In-copyright material is quite another matter. See the WP articles on
Google Books Library Project and on Google Book Search Settlement
Agreement, which would need to be 100 X longer to really explain the
complexities involved. A good deal  of this material is in digital
form, or soon will be, but is not going to be available outside
libraries to the general public until copyright expires or the
copyright legislation is greatly altered. Public libraries will have
some of the material, but probably not much of it outside the library

That most of us here regard this situation deplorable does not affect
the reality of it. Much material is sufficiently expensive to produce
that until there are arrangements to subsidize the production, they
cannot be realistically expected to be free for the reading. for the
problems involved, see the WP article on Open Access.

As for PDFs, consider 1/the amount of apparatus required to use them
as compared with that required to use printed books.  Several more
iteration of and 2/the general preference  of print for extensive
reading over any available electronic device--this may be a temporary
limitation, but we are talking about here and now, not 5 or 10 years
from now. Many university presses expect to make most of their income
from print on demand services.  Personally,   if I want to read a
paper from a journal I read it on screen; if I want to store a copy, I
store the pdf; if I want to really study it, I print it out. (3 years
ago I would store that printed copy, often in addition to the pdf, but
I no longer do, for I can always print another. ) Most 20 year olds I
know read them all on screen, so yes, there is a paradigm shift there.

I could talk about this for days, & I have been known to do so.

== == ==

## BRIEF 1
In the passage on copyright and digital access, shorten the paragraph that begins "That most of us here" while keeping its main facts.
## BRIEF 2
Name every WP article that the passage on copyright and digital access refers readers to.
## BRIEF 3
Set down the part of the passage on copyright and digital access that starts at "As for PDFs, consider" and ends at "paradigm shift there.", keeping it word for word.

## STORED DATA
== == ==

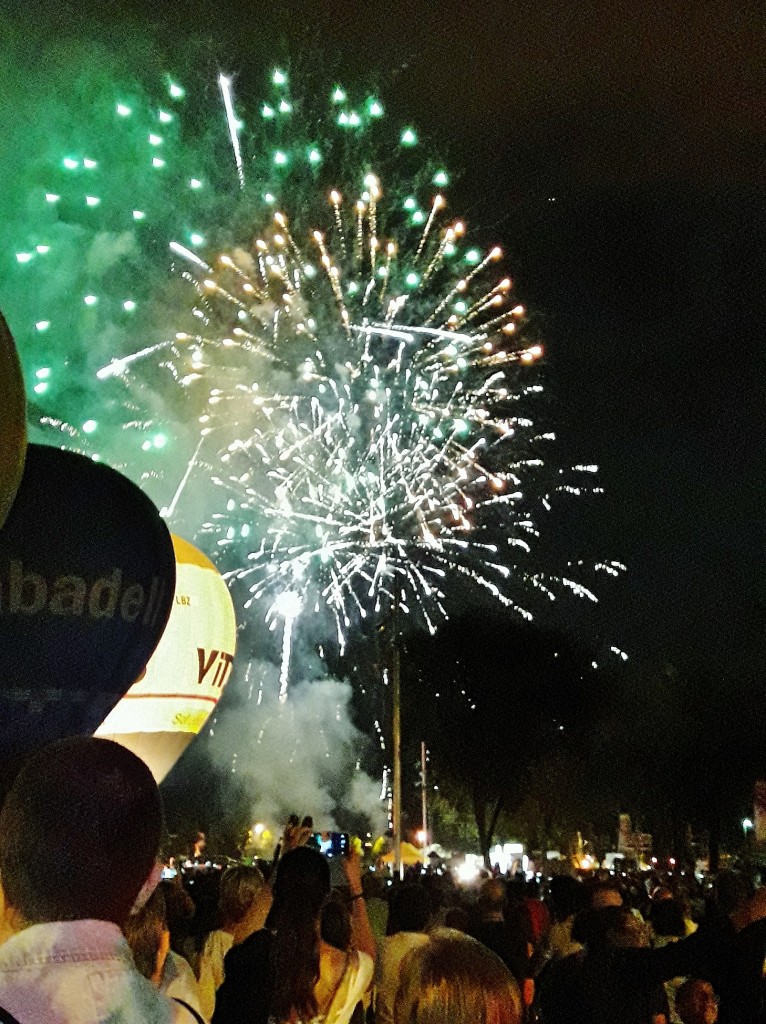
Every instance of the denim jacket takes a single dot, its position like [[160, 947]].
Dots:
[[79, 972]]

== == ==

## COMPLETE OUTPUT 1
Most people here find the situation deplorable, but that doesn't change it. Much material costs enough to produce that it can't realistically be expected to be free to read until arrangements exist to subsidize its production. The WP article on Open Access covers the problems involved.

## COMPLETE OUTPUT 2
- Google Books Library Project
- Google Book Search Settlement Agreement
- Open Access

## COMPLETE OUTPUT 3
As for PDFs, consider 1/the amount of apparatus required to use them
as compared with that required to use printed books.  Several more
iteration of and 2/the general preference  of print for extensive
reading over any available electronic device--this may be a temporary
limitation, but we are talking about here and now, not 5 or 10 years
from now. Many university presses expect to make most of their income
from print on demand services.  Personally,   if I want to read a
paper from a journal I read it on screen; if I want to store a copy, I
store the pdf; if I want to really study it, I print it out. (3 years
ago I would store that printed copy, often in addition to the pdf, but
I no longer do, for I can always print another. ) Most 20 year olds I
know read them all on screen, so yes, there is a paradigm shift there.